### Extract
━━━━━━━━━━━━━━━━━━━━
I'm sure there's a contingent of fans who'll find Jason Kidd's deliberate drink spilling to be an indicator of his competitive fire. Maybe there's something to that.
But the Brooklyn Nets coach has spent the season doing next to nothing on the sidelines, so his bush-league attempt to ice Jodie Meeks at the foul line comes off somewhere between desperate and childish.
You can see in the clip above that Kidd clearly says "hit me" to Tyshaun Taylor as the guard walks off the floor. Just as Kidd planned, the two collided, sending the coach's drink (Where'd he get that, by the way?) cascading onto the court.
During the stoppage required to sop up the mess, Kidd and the Nets got to make Meeks think a little longer about his foul shot and draw up a game-ending sequence. Appropriately, though, the out-of-his-depth coach didn't notice two Los Angeles Lakers eavesdropping on the huddle.
L.A. went on to win 99-94, thanks largely to a pair of huge misses by Kevin Garnett and Paul Pierce. I don't want to point out that karma might have had something to do with it, but karma might have had something to do with it.
LeBron James has seen all he needs to see.
After getting a glimpse of the utter disaster that is the Cleveland Cavaliers' franchise during a 95-84 victory, there's no way on Earth LBJ would ever consider returning to his former team when he hits free agency this summer.
━━━━━━━━━━━━━━━━━━━━
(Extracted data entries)
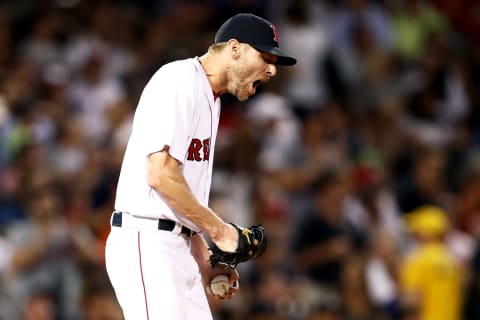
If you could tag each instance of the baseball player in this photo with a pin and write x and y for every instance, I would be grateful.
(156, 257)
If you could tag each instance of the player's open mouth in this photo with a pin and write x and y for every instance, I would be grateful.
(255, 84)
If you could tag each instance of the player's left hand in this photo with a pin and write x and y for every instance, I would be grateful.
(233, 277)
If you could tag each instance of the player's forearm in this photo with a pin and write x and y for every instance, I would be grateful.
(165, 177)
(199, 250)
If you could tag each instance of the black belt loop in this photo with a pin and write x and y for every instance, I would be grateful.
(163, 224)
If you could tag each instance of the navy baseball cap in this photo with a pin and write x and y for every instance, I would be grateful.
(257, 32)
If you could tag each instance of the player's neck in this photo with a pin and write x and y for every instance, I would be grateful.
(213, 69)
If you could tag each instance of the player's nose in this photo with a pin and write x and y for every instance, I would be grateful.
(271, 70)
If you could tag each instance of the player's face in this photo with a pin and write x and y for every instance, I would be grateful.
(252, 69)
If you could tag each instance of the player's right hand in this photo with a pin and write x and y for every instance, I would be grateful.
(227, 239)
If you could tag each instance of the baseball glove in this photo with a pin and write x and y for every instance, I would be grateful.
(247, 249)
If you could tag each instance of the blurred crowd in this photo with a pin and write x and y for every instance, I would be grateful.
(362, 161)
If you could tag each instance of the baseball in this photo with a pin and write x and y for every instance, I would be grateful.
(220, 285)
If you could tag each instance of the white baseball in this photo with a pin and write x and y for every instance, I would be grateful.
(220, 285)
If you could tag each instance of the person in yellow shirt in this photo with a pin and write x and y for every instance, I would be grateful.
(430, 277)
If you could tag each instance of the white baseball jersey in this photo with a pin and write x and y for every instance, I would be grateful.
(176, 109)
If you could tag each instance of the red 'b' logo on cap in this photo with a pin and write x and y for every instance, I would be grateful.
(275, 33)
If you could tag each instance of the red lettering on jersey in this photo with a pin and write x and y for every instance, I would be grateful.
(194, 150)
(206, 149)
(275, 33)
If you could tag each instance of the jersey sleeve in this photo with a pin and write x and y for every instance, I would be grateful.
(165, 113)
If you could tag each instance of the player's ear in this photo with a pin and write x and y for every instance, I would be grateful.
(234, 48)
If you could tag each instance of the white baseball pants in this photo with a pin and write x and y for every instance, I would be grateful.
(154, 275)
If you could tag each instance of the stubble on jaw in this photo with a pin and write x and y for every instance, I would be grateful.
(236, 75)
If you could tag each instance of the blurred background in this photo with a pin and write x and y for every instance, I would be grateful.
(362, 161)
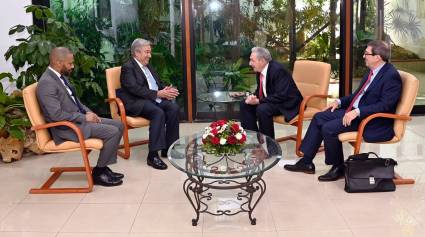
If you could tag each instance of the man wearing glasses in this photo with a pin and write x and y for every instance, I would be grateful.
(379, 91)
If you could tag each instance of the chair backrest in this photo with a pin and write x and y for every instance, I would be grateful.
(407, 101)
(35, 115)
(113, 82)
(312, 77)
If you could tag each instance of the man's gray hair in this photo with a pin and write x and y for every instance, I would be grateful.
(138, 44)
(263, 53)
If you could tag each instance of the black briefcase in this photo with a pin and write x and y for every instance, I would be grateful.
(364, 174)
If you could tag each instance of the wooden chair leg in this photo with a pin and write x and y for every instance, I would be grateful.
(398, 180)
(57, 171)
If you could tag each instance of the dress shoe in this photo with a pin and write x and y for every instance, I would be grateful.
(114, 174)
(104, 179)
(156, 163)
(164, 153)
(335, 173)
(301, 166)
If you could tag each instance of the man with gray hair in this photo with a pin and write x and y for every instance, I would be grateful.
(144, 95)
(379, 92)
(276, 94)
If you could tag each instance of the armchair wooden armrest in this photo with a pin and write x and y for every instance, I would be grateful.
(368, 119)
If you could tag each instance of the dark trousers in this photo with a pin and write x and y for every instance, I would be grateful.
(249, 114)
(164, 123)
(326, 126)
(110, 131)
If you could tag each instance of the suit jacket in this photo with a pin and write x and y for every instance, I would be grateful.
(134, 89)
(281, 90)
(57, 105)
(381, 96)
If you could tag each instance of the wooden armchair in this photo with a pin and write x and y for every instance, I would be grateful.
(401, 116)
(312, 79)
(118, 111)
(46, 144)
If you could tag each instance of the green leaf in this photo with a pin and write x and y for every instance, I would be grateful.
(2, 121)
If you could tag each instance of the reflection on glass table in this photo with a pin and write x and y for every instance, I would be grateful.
━━━━━━━━━━━━━━━━━━━━
### Required tasks
a. From the basketball column, quote the passage between "L.A. went on" and "needs to see.", inclusive.
b. Answer these from the basketball column:
(i) By what score did the Lakers win?
(ii) Whom did Kidd tell to "hit me"?
(iii) Which two Nets players had the big misses?
c. Carry on the basketball column from its final sentence.

### The results
a.
L.A. went on to win 99-94, thanks largely to a pair of huge misses by Kevin Garnett and Paul Pierce. I don't want to point out that karma might have had something to do with it, but karma might have had something to do with it.
LeBron James has seen all he needs to see.

b.
(i) 99-94
(ii) Tyshaun Taylor
(iii) Kevin Garnett and Paul Pierce

c.
It's not just that James—who had 28 points, eight rebounds and eight assists—would never want to play for overmatched head coach Mike Brown or under vindictive owner Dan Gilbert ever again either. The biggest reason James will never go back to Cleveland is the putrid collection of talent he'd have to join.
The Cavs have missed badly on a number of high lottery picks, and those errant selections were on display Wednesday.
Tristan Thompson made just a single field goal in 23 minutes, Kyrie Irving shot 6-of-19 from the field and No. 1 overall pick Anthony Bennett couldn't even get off the bench. If you're looking for a bright spot, I guess you could cite Dion Waiters and his 24 points off the pine.
But the only reason he gave more than his typically minimal effort is because he's working hard to get himself traded away from the Cavs.
Cleveland is a complete mess, and if LeBron had any doubts about that before, he's dead certain of it now.
When Derrick Rose went down for the season, everyone knew Chicago Bulls head coach Tom Thibodeau would fall back on the "we have enough to win" mantra he trumpeted throughout the 2012-13 playoffs.
Thibs' assertion wasn't true last year, and it isn't true now. But as you'd expect, the Bulls are giving maximum effort, stretching the limited talent they have on hand and defending like their lives depend on it. That's what they've always done.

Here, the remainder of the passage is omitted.